───── Given passage

Re: [ACTION-79]Consider consolidation of status-related data categories and process trigger

From: Dave Lewis <dave.lewis@cs.tcd.ie>
Date: Thu, 10 May 2012 01:33:14 +0100
Message-ID: <4FAB0CCA.8090208@cs.tcd.ie>
To: "Pedro L. Díez Orzas" <pedro.diez@linguaserve.com>
CC: 'Arle Lommel' <arle.lommel@dfki.de>, 'Felix Sasaki' <fsasaki@w3.org>, public-multilingualweb-lt@w3.org
Hi Pedro,
Yes, I think that I misunderstood you intention with this data category 
- my apologies.

I was thinking of it as a client side cache, just to help consistent 
version management on the client side. But if I understand this 
correctly, you are talking about a cache associated with the MT service, 
which is useful so that the same string from a source document doesn't 
need be translated again by the MT engine, just looked up from the cache 
- is that right?

I'm of course very happy to discuss this further to make sure we address 
the use case correctly.

cheers,
Dave

On 09/05/2012 10:53, Pedro L. Díez Orzas wrote:
>
> Dear Felix, Arle, Dave, all,
>
> Of course, any expert contribution is always welcome, so go ahead if 
> you think it is helpful.

──────────

Stated exercise 1: Rewrite the rows from the line containing "pole in the photo above." through the line containing "[[135, 97]]", both included, with "street lamp" changed to "lamp post" and everything else left as it is.
Stated exercise 2: Carry on the mailing-list email about the MT cache data category from the point where it stops.

───── Material supplied

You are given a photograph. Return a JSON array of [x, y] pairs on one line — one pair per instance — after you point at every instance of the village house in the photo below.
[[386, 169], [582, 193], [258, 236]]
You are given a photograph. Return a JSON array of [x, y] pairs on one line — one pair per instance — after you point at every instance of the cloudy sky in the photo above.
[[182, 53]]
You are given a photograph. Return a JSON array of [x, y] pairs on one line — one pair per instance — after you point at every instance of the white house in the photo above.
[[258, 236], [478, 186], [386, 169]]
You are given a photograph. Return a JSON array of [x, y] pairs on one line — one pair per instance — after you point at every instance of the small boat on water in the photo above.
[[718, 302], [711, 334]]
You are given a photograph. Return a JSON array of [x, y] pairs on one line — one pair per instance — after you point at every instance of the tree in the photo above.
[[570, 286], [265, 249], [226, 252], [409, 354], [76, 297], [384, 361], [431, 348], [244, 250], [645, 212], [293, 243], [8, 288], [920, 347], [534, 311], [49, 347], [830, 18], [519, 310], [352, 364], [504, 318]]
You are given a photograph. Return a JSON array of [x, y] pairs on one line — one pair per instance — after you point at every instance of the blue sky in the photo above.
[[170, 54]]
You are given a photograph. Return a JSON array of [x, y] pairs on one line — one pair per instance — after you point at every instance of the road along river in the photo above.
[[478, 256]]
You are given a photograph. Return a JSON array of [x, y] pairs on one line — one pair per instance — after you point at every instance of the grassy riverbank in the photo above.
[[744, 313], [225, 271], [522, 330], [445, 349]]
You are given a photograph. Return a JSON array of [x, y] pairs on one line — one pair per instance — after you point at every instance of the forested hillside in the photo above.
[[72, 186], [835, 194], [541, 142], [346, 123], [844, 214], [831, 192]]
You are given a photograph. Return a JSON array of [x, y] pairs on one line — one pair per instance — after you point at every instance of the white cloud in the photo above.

──────────
───── Material supplied

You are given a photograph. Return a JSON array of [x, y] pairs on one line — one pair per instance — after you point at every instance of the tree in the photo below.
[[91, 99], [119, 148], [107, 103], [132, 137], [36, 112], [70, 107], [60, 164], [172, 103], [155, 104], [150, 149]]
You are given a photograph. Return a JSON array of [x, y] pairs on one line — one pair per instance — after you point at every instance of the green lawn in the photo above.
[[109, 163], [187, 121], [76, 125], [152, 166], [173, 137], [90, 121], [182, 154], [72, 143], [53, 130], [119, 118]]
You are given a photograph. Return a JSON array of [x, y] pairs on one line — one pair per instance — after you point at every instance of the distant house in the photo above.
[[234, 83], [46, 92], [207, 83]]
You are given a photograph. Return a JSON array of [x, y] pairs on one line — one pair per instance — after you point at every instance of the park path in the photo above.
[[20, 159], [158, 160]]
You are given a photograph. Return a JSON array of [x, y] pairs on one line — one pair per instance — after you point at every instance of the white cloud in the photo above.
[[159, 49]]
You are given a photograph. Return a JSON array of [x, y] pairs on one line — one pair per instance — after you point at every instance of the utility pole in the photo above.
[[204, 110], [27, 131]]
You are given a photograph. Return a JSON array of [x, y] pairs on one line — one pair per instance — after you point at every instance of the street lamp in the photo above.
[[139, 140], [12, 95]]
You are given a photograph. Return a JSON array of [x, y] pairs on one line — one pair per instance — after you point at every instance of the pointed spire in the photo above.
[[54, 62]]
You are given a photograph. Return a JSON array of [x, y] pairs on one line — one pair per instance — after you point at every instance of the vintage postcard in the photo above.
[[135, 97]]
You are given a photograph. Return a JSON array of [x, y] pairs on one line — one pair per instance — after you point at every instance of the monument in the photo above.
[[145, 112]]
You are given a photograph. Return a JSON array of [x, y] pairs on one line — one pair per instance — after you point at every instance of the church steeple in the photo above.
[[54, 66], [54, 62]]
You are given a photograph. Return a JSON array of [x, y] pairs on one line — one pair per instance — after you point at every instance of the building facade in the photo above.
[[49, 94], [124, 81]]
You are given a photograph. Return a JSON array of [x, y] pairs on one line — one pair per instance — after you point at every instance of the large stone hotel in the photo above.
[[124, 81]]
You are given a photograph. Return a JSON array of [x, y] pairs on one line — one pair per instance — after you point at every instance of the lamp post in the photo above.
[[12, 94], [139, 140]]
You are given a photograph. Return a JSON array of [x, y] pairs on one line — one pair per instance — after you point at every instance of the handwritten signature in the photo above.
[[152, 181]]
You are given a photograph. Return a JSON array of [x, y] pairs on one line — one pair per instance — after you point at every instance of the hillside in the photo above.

──────────
───── Material supplied

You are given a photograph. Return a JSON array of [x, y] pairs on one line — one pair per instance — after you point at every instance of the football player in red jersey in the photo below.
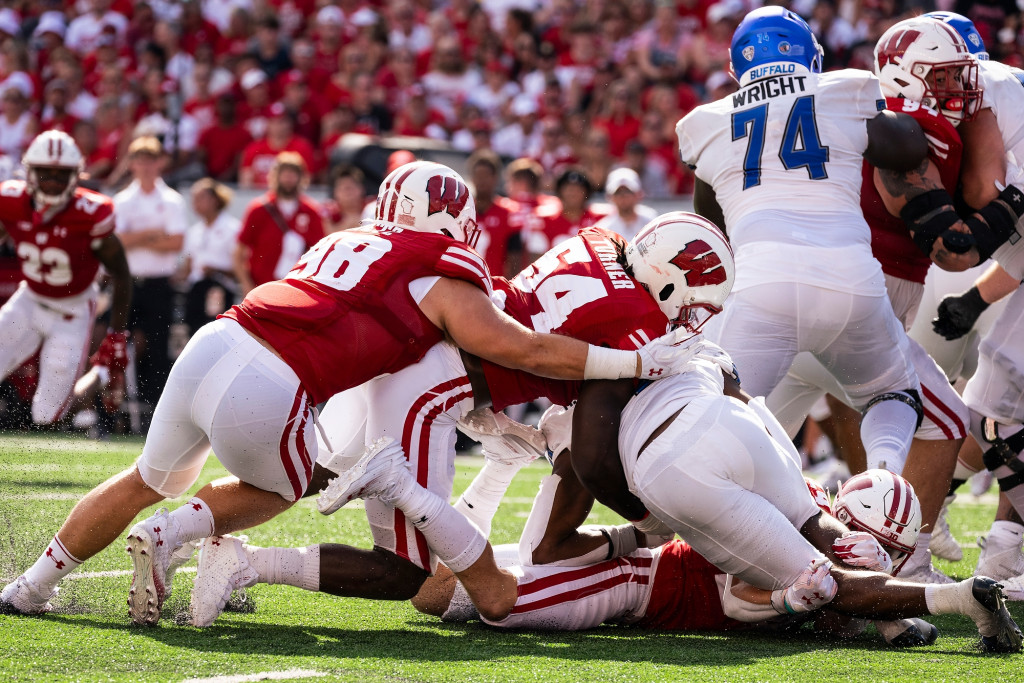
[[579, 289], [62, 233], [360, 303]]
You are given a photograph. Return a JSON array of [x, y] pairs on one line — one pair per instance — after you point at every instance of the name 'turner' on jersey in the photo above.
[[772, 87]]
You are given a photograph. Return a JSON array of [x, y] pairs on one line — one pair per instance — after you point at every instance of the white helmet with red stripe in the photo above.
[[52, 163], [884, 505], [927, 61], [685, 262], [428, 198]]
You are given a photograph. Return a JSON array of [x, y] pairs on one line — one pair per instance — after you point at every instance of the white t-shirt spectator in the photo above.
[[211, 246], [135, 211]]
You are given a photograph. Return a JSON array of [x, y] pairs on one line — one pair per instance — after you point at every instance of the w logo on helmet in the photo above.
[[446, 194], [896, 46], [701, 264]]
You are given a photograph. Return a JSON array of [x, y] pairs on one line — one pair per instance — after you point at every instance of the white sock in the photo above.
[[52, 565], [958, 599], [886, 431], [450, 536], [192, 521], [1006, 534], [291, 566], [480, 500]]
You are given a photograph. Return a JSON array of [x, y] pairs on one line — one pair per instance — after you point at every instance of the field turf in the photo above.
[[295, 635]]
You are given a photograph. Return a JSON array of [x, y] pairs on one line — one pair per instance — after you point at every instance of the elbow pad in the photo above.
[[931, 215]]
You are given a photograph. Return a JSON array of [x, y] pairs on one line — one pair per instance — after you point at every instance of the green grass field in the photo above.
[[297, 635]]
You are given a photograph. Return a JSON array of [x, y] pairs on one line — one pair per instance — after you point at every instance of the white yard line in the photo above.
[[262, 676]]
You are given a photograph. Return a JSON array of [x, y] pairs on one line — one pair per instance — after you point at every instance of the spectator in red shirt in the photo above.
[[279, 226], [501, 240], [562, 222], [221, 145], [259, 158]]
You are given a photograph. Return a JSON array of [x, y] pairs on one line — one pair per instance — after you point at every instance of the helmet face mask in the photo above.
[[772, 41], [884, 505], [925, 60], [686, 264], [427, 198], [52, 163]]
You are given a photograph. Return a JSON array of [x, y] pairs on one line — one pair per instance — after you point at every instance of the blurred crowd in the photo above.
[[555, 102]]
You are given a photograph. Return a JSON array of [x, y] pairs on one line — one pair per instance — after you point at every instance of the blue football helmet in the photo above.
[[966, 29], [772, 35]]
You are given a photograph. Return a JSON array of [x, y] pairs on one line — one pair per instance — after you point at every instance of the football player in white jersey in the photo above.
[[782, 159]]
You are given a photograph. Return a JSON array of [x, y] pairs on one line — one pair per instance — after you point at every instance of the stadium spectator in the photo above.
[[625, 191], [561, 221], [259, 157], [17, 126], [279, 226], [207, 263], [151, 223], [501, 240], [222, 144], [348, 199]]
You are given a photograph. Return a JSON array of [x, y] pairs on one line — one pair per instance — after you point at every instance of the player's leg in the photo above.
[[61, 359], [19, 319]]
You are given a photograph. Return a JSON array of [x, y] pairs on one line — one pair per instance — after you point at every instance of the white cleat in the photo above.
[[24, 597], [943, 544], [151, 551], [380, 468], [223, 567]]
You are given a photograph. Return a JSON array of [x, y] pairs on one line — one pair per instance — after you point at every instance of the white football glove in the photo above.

──────────

Written reply 1:
You are given a photograph. Return a JSON array of [x, y] pairs on one line — one pair per instance — after you point at every instance of the utility pole in the photo above.
[[204, 110], [27, 131]]
You are given a photograph. Return a JSON array of [x, y] pairs on one line — one pair per instance — after you point at every instance of the lamp post in the photo above.
[[139, 140], [12, 95]]
You are given a photograph. Return a JSON array of [x, y] pairs on one line — one pair per instance — after you point at every instance of the pointed spire in the photo above.
[[54, 62]]
You are given a photograph. Return a JSON array of [x, y] pairs on one line — one pair per instance — after you point at every instance of the vintage postcard in the photo above.
[[135, 97]]

Written reply 2:
>
> Nevertheless, I completely agree with Arle and again, as far as we 
> know, the HTTP headers provides information about cache in the client 
> server side (so it could be used for the case that Dave pointed out 
> about /staging server/ in the client side), but it does not provides 
> metadata to indicate to an external real time translation _and 
> publication_ system whether it has to cache a certain web content 
> after being translated and published in real time or a part of the 
> page. This is a content metadata is to be used and to cache by an 
> external system from the client server at several content levels.
>
> In any case, we are already using a lot of time for this, when this 
> metadata is thought for emerging technologies that still not many 
> people use (but we are convinced will do) , and that we can directly 
> manage with our clients (we are actually doing it with real life 
> clients).
>
> I consider more profitable to go ahead with discussions about other 
> data category (like processTrigger or readiness, or other) that are 
> much more extended (localization chains, for instance), so if you 
> think this "cacheStatus" (which category name is probably not the 
> best, and it should be more something that express "indicator from 
> clients whether the web content have to be cached by real time 
> translation and publication systems") it is not clear enough (I think 
> I already explained enough our position about this) let's drop it.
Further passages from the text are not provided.